Write out every row below without changing a single character.

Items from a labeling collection
▼
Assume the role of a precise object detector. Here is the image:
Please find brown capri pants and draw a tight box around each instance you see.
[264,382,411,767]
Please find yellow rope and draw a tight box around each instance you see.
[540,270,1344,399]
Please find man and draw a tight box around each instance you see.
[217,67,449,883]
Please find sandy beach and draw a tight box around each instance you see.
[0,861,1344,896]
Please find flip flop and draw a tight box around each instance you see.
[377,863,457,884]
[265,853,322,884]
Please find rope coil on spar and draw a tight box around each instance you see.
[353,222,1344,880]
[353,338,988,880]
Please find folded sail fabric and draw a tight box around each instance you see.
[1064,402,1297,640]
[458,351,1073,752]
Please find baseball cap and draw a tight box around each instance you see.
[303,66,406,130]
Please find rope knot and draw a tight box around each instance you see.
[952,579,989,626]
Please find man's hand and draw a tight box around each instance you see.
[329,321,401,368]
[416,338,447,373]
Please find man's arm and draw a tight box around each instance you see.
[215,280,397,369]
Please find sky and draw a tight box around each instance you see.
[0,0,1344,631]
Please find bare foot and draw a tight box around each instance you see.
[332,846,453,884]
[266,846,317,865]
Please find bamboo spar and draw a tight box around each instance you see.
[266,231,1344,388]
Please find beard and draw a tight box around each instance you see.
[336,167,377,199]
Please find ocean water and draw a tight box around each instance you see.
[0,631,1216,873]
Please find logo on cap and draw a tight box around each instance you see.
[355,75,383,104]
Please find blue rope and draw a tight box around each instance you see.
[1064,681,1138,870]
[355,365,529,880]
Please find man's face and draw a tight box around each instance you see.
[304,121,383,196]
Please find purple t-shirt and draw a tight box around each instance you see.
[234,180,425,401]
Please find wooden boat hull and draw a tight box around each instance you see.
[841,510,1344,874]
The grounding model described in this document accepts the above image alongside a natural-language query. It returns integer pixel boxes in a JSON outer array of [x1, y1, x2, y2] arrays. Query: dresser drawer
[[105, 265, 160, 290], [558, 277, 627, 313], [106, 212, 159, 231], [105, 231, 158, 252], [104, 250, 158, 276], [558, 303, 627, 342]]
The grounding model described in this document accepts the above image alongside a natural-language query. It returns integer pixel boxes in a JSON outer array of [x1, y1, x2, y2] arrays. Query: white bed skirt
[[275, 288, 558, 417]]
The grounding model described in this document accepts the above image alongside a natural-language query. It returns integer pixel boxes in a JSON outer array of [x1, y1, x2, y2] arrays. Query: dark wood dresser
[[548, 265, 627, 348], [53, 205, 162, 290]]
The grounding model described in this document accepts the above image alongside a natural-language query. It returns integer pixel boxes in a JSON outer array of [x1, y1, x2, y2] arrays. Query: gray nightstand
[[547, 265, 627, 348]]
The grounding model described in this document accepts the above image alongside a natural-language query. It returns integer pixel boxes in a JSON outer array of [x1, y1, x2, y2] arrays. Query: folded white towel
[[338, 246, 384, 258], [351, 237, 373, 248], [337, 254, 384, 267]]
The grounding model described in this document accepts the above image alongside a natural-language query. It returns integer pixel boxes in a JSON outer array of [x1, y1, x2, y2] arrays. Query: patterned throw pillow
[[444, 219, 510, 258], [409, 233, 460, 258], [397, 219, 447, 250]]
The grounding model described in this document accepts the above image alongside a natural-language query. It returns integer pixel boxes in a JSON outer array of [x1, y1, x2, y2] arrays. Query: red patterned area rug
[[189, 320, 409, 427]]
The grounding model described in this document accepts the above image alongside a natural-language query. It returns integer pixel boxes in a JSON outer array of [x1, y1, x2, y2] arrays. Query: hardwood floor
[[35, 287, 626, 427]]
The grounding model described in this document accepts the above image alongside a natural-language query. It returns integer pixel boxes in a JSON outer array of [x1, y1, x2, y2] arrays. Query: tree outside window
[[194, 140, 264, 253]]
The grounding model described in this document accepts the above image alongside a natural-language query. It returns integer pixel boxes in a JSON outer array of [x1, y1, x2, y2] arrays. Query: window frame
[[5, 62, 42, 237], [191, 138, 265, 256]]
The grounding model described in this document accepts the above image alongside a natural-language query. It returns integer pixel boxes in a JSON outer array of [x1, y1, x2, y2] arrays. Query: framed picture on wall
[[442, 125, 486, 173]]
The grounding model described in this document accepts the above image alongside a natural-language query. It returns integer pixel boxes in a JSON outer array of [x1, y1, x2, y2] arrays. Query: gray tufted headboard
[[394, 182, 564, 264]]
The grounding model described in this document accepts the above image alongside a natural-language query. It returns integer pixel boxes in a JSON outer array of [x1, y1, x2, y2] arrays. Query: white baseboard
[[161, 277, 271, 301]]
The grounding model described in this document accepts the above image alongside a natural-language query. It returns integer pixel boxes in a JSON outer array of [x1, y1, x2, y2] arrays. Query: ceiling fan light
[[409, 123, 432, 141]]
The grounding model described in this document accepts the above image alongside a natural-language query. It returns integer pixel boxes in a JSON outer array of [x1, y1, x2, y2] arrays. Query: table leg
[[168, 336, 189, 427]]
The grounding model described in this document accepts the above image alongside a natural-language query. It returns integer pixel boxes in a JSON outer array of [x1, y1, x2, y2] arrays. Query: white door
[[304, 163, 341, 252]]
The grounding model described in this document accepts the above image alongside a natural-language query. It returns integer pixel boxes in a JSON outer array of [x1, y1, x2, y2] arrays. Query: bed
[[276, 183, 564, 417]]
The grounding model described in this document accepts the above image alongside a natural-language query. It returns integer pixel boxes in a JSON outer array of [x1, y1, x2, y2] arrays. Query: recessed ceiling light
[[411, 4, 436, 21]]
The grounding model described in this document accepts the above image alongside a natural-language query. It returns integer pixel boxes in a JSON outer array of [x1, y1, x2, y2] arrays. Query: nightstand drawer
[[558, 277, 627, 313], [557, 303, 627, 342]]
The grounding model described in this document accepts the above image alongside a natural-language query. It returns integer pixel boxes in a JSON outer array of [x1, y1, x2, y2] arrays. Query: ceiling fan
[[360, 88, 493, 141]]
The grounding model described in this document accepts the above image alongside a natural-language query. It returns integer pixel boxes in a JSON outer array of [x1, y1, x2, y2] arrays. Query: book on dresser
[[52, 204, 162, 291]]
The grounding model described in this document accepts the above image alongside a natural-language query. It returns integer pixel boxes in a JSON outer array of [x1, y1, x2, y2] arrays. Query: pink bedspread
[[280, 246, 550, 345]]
▲
__Task solution__:
Assume the role of a precise object detector. Here is the image:
Please find brown capri pants and draw a tight box around each instance you see.
[264,382,411,767]
Please find yellow rope and draw a tight box around each instance you see.
[540,270,1344,399]
Please find man and draw a tight box around each instance you see.
[217,67,449,883]
Please find sandy beach and draw a tight box around each instance you see.
[0,861,1344,896]
Please find flip flop and draw a tight box around each instance you see.
[377,863,457,884]
[265,853,322,884]
Please find rope coil on spar and draw a tight box around each instance you see.
[353,222,1344,880]
[353,338,988,880]
Please find folded sail fabric and draw a tight box around each instance you see.
[1064,402,1297,640]
[458,351,1073,752]
Please find baseball cap and draw a tight box around each instance you see.
[303,66,406,130]
Please find rope knot and draw a tight box around each instance you see.
[952,579,989,626]
Please find man's hand and draw a tight box around each instance you see.
[329,321,401,368]
[416,338,447,373]
Please find man's arm and draw a tight box around each instance you see.
[215,280,397,369]
Please find sky and draw a tight box around each instance you see.
[0,0,1344,631]
Please find bare foot and draw a tight box around each instance you see.
[332,846,453,884]
[266,846,317,865]
Please find bamboo spar and draw a tight box around each instance you see.
[266,231,1344,388]
Please find beard and draw a tight box around each instance you see.
[336,167,377,199]
Please find ocean water and draw a tight box around each instance you see.
[0,631,1216,873]
Please find logo on cap and draw a tight box around each instance you see.
[355,75,383,104]
Please find blue rope and draw a tight box around each instance you see.
[1064,681,1138,870]
[355,365,529,880]
Please find man's face and draw a tight box around each instance you see.
[304,121,383,196]
Please find purple t-shirt and draw a tight box around each instance you see.
[234,180,425,401]
Please find wooden boat hull and draw a tight box around each instance you see.
[841,510,1344,874]
The grounding model described in this document accepts the above image alongside a natural-language query. It returns integer pixel boxes in a JSON outer array of [x1, y1, x2, y2] arrays. Query: dresser drawer
[[105, 265, 160, 290], [558, 277, 627, 313], [106, 212, 159, 231], [105, 231, 158, 252], [104, 250, 158, 276], [558, 303, 627, 342]]
The grounding model described in this document accepts the above image alongside a natural-language query. It returns integer pixel boxes in a JSON outer array of [x1, y1, x2, y2] arrays. Query: white bed skirt
[[275, 288, 558, 417]]
The grounding model described in this document accepts the above image alongside a natural-language query. It returns integer pixel boxes in a JSON outer array of [x1, y1, x2, y2] arrays. Query: dark wood dresser
[[548, 265, 627, 348], [53, 205, 162, 290]]
The grounding model described in this document accepts the above image alongside a natural-language query. It returns integer pixel boxes in a JSON outer array of [x1, y1, x2, y2] arrays. Query: gray nightstand
[[547, 265, 627, 348]]
The grounding model described in this document accepts the above image alongside a natural-language query. It returns integer pixel boxes in a JSON outer array of [x1, y1, x2, y2] arrays. Query: folded white towel
[[338, 246, 384, 258], [351, 237, 373, 248], [337, 254, 384, 267]]
The grounding model described in this document accepts the above image alongside a natural-language query. It returns integer pixel boxes in a JSON outer array of [x1, y1, x2, y2] arrays. Query: patterned throw pillow
[[444, 219, 510, 258], [409, 233, 460, 258], [397, 219, 447, 250]]
The grounding model described in this document accepts the above image alongside a natural-language query. It returns integer pixel boxes in a JSON outer array of [x1, y1, x2, y2] arrays. Query: red patterned area rug
[[189, 320, 409, 427]]
The grounding model described in this document accepts the above image alongside a natural-language query. It returns integer pixel boxes in a JSON outer array of [x1, y1, x2, y2] arrays. Query: hardwood floor
[[35, 287, 626, 427]]
The grounding model described in this document accepts the above image alongside a natural-language query. It returns integer pixel boxes in a JSON outer array of [x1, y1, x2, y2] arrays. Query: tree outside window
[[194, 140, 264, 253]]
The grounding model described in this document accepts the above image alongside a natural-language query. It returns integer pixel boxes in a JSON outer array of [x1, y1, x2, y2] arrays. Query: window frame
[[5, 62, 42, 237], [191, 138, 265, 256]]
The grounding model described in this document accepts the above image alongside a natural-language query. It returns integer pixel boxes in a JSON outer array of [x1, y1, x2, y2] arrays. Query: framed picture on wall
[[442, 125, 486, 173]]
The grounding model described in this document accepts the above image alongside a natural-language query. It returns integer pixel boxes in a JSON outer array of [x1, y1, x2, y2] arrays. Query: gray tufted headboard
[[394, 182, 564, 264]]
The grounding model described in this document accepts the above image alongside a natural-language query. It returns integer pixel boxes in a JSON outer array of [x1, y1, x2, y2] arrays. Query: white baseboard
[[161, 277, 271, 301]]
The grounding model described in this document accepts the above image alongside a natural-language query. It returns integer pixel boxes in a JSON outer array of [x1, y1, x2, y2] arrays. Query: ceiling fan light
[[409, 123, 432, 141]]
The grounding model described in this document accepts the above image alongside a natural-language query. It returns integer pixel boxes in a JSON outer array of [x1, y1, x2, y2] arrays. Query: table leg
[[168, 336, 189, 427]]
The grounding model described in this document accepts the above image alongside a natural-language query. It returns integer pixel boxes in a JSON outer array of [x1, y1, x2, y2] arrays. Query: white door
[[304, 163, 341, 252]]
The grounding model described in this document accepts the above image alongside a natural-language query. It returns integer pixel boxes in a JSON outer array of [x1, y1, x2, y2] arrays. Query: bed
[[276, 183, 564, 417]]
The grounding model described in this document accepts the above image alongside a natural-language query. It returns integer pixel boxes in a JSON outer array of [x1, y1, x2, y2] arrays. Query: recessed ceiling light
[[411, 4, 436, 21]]
The grounding model described in this document accepts the above image alongside a natural-language query. It returns integer pixel boxes in a JSON outer array of [x1, y1, x2, y2] arrays. Query: nightstand drawer
[[558, 277, 627, 313], [557, 303, 627, 342]]
The grounding model described in this document accepts the above image alongside a natural-language query. It returns integer pixel boxes in a JSON outer array of [x1, y1, x2, y2] arrays. Query: ceiling fan
[[360, 88, 493, 141]]
The grounding model described in this document accepts the above image alongside a natural-language query. It returns integer pixel boxes in a JSON outer array of [x1, y1, x2, y2] arrays. Query: book on dresser
[[52, 204, 162, 291]]
The grounding model described in this document accepts the above image alongside a natural-language query. It returns integer pixel boxes in a JSON outer array of [x1, y1, x2, y2] arrays. Query: pink bedspread
[[280, 246, 550, 345]]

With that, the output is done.